Passage to read:
How to declare GP earnings over £150k

Eligible GPs will need to declare any NHS earnings over the threshold annually. GPCE takes a view

From 1 October 2021 the GMS and PMS regulations were amended to require some GPs to self-declare their earnings. The principles of pay transparency in general practice were agreed between NHSEI and GPC England in 2019 and published in Investment and evolution – a five-year framework for GP contract reform to implement the NHS Long Term Plan.

However, the negotiation included the agreement that GPs would not be singled out. There are no similar proposals for other clinicians in the NHS, or anywhere else in the UK.


The powers in the GMS and PMS regulations contractually oblige the individuals listed below to self-declare their NHS earnings if above the NHS earnings threshold – this includes all NHS earnings and is not limited to income related to the GMS or PMS contract and services.

GPs within scope of the amended regulations

  • Any single-handed contractor.
  • Where the contractor is a partnership, each member of the partnership.
  • Any sub-contractor (if an individual or a partnership, but not if a company).
  • Any clinical services provider.

Task instructions:
A – Reproduce the part of the article on declaring GP earnings from "From 1 October" up to and including "Long Term Plan.".
B – Condense the paragraph of the GP earnings article that begins "From 1 October 2021" into a short bulleted list of its main facts.
C – Translate this sentence from the GP earnings article into Spanish: "There are no similar proposals for other clinicians in the NHS, or anywhere else in the UK."

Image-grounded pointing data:
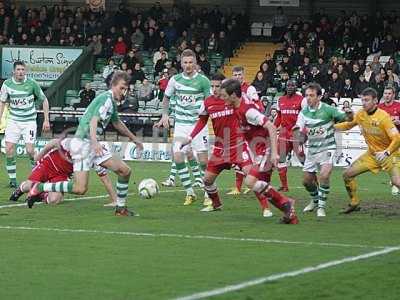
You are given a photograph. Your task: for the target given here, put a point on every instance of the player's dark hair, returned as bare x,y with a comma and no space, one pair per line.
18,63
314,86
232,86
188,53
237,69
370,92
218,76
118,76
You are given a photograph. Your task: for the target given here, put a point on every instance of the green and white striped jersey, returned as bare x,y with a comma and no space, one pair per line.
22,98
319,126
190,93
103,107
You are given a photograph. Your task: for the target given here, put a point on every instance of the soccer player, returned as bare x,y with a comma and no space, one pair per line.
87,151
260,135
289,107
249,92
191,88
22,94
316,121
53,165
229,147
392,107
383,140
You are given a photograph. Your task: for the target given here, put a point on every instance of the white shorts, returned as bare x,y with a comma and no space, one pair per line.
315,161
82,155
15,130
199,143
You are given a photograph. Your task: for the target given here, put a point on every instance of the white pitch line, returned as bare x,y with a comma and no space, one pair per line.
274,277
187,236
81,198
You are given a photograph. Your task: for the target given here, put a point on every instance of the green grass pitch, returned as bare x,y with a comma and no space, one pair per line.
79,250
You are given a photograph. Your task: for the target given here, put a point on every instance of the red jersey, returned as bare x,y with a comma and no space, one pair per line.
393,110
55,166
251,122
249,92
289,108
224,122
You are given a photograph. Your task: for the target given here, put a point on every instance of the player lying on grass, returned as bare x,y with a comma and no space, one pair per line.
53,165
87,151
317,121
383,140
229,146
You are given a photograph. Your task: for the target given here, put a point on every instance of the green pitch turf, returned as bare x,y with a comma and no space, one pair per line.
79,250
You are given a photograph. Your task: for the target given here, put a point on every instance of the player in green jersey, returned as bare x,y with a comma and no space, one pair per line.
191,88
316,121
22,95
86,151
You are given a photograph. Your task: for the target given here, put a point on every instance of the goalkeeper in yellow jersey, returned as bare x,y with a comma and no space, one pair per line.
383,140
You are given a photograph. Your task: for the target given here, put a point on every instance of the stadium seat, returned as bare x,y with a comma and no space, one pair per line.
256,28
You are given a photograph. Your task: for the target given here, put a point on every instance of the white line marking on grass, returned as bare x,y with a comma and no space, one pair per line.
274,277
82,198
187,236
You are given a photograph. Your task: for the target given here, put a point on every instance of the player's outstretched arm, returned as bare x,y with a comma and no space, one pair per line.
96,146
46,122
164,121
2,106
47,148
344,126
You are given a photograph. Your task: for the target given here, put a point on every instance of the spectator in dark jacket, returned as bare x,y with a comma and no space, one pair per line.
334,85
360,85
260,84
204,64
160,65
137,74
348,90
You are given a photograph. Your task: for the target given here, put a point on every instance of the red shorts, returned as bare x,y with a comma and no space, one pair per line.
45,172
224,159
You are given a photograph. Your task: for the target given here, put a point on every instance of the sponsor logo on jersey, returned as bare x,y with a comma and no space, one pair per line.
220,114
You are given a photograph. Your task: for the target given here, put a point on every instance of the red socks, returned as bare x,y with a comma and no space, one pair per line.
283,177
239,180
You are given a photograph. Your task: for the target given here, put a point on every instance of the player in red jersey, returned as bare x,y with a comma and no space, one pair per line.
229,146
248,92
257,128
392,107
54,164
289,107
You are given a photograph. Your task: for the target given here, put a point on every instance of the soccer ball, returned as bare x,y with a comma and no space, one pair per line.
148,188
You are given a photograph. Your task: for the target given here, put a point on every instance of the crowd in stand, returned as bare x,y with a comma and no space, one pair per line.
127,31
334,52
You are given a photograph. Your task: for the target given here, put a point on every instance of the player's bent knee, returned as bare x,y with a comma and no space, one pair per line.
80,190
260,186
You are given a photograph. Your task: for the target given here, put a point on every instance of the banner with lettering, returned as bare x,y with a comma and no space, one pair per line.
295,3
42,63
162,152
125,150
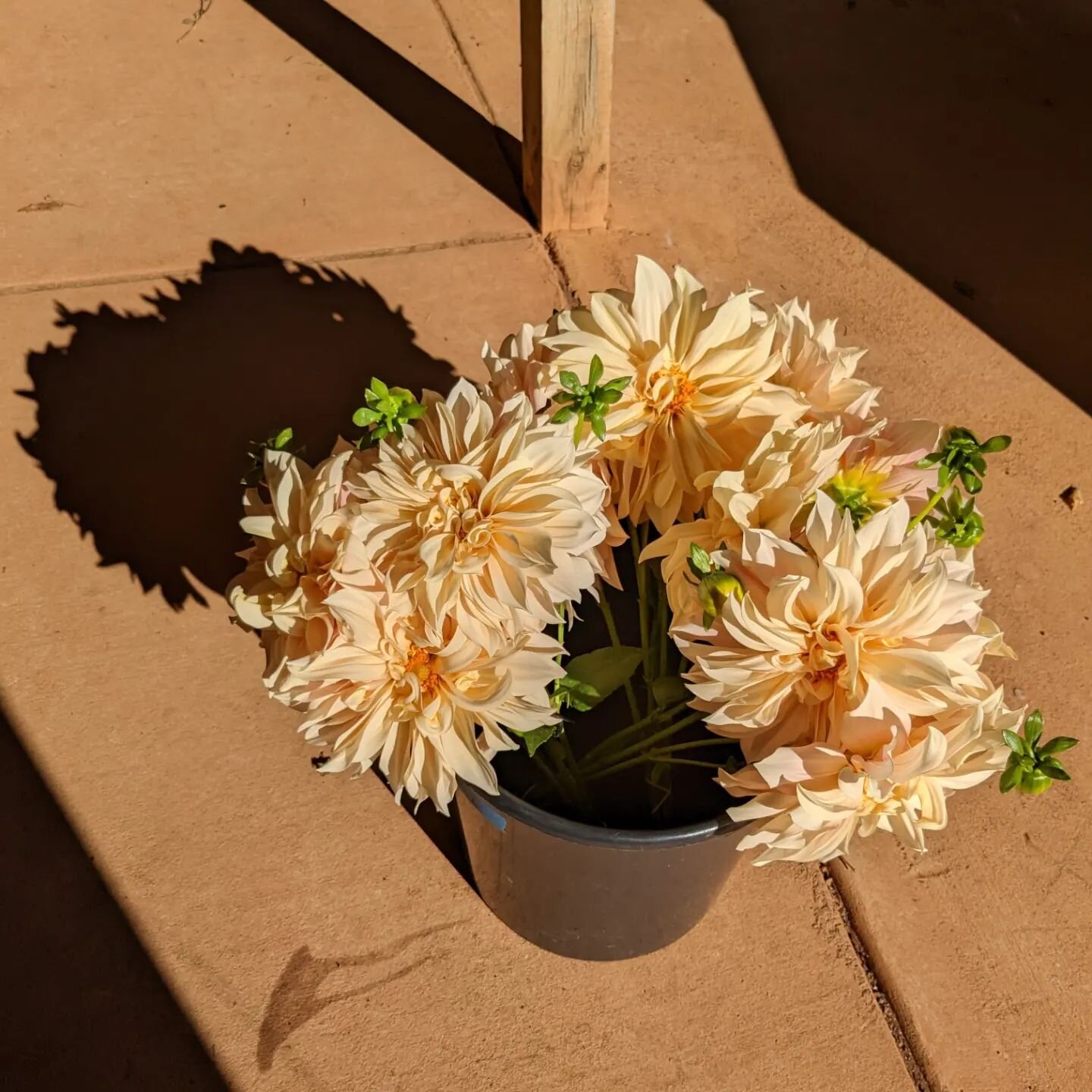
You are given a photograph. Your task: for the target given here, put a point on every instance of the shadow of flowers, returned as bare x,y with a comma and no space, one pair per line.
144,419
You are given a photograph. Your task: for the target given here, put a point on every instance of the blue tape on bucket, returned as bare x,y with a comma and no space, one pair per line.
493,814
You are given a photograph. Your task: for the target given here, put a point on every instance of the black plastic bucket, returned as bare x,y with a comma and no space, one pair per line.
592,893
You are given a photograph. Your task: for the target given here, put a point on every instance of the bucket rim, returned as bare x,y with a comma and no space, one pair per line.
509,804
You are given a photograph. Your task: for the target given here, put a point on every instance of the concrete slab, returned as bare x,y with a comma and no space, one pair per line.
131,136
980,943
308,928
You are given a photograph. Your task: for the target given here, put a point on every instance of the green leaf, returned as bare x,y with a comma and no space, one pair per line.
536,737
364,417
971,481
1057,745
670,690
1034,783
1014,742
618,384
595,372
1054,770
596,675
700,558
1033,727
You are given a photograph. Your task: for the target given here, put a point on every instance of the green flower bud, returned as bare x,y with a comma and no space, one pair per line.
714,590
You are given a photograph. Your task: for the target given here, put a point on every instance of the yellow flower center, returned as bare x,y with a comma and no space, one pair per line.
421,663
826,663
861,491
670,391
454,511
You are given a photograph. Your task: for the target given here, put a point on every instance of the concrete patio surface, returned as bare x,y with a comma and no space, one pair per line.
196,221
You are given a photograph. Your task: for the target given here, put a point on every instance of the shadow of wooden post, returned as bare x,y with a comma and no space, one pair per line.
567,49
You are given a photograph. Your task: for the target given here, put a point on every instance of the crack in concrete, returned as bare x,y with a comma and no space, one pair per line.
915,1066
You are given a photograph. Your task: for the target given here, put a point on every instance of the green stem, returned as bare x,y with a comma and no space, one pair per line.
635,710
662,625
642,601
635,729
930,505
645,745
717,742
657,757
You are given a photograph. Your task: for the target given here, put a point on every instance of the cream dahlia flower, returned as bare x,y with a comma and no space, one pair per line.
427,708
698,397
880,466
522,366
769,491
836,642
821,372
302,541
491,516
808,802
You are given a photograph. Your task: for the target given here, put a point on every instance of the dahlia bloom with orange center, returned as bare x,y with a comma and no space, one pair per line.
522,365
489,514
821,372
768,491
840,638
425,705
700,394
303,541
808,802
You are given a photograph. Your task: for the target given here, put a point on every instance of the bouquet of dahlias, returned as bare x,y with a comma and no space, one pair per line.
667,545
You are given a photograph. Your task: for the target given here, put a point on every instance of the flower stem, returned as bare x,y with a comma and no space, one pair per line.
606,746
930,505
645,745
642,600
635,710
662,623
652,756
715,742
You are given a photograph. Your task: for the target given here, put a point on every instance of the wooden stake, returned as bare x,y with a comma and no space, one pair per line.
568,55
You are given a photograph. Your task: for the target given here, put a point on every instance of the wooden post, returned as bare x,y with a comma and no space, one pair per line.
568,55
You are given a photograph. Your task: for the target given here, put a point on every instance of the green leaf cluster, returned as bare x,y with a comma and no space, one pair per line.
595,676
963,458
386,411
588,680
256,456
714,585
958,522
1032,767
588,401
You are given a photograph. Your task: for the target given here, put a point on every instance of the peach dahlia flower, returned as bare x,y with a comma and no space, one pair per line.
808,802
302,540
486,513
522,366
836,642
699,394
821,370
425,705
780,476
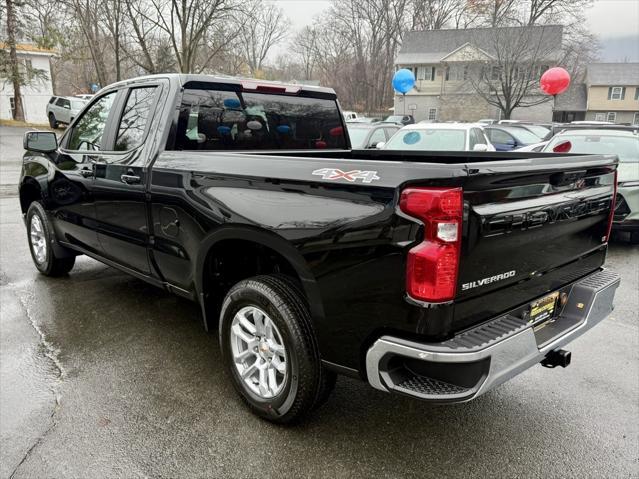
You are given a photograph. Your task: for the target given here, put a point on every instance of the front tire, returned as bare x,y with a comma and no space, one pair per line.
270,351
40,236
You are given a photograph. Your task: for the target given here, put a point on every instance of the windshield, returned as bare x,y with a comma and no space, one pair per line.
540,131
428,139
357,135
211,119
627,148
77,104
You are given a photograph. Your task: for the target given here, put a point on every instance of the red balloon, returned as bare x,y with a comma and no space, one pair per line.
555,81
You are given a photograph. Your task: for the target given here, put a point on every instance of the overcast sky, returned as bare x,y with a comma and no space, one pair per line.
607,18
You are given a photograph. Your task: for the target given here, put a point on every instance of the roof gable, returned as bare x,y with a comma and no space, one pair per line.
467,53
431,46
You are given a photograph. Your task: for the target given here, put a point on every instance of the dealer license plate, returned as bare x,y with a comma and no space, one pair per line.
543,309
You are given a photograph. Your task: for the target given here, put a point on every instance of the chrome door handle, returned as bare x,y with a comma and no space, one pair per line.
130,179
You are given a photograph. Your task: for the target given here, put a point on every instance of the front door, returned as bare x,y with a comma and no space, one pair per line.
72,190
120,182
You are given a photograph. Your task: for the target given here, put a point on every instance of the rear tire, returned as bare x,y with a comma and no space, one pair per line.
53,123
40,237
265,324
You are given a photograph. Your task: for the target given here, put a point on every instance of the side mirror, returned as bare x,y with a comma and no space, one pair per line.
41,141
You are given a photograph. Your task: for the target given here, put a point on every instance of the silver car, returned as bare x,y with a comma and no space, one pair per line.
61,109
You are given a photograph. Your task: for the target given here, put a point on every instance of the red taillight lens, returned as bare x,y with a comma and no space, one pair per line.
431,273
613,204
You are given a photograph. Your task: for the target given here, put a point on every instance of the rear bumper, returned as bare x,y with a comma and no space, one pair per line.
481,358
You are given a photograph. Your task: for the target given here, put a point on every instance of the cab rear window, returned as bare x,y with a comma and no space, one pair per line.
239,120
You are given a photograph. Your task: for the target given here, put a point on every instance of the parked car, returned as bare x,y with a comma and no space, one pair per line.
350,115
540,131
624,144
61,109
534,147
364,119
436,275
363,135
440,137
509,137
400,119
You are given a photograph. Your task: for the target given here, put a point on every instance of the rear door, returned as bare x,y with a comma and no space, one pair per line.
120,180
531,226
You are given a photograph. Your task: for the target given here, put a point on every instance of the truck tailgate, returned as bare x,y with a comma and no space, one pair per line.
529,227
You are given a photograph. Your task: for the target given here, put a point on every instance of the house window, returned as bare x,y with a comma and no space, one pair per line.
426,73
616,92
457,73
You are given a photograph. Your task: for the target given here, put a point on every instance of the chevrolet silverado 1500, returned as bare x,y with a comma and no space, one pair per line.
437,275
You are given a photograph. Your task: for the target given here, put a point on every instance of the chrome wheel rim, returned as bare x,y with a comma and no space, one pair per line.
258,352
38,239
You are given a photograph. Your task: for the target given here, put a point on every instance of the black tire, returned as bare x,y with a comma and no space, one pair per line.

Set of answers:
A –
From 1 October 2021 the GMS and PMS regulations were amended to require some GPs to self-declare their earnings. The principles of pay transparency in general practice were agreed between NHSEI and GPC England in 2019 and published in Investment and evolution – a five-year framework for GP contract reform to implement the NHS Long Term Plan.

B –
- From 1 October 2021, the GMS and PMS regulations were amended to require some GPs to self-declare their earnings.
- NHSEI and GPC England agreed the principles of pay transparency in general practice in 2019.
- These principles were published in Investment and evolution – a five-year framework for GP contract reform to implement the NHS Long Term Plan.

C – No existen propuestas similares para otros profesionales clínicos del NHS ni de ningún otro lugar del Reino Unido.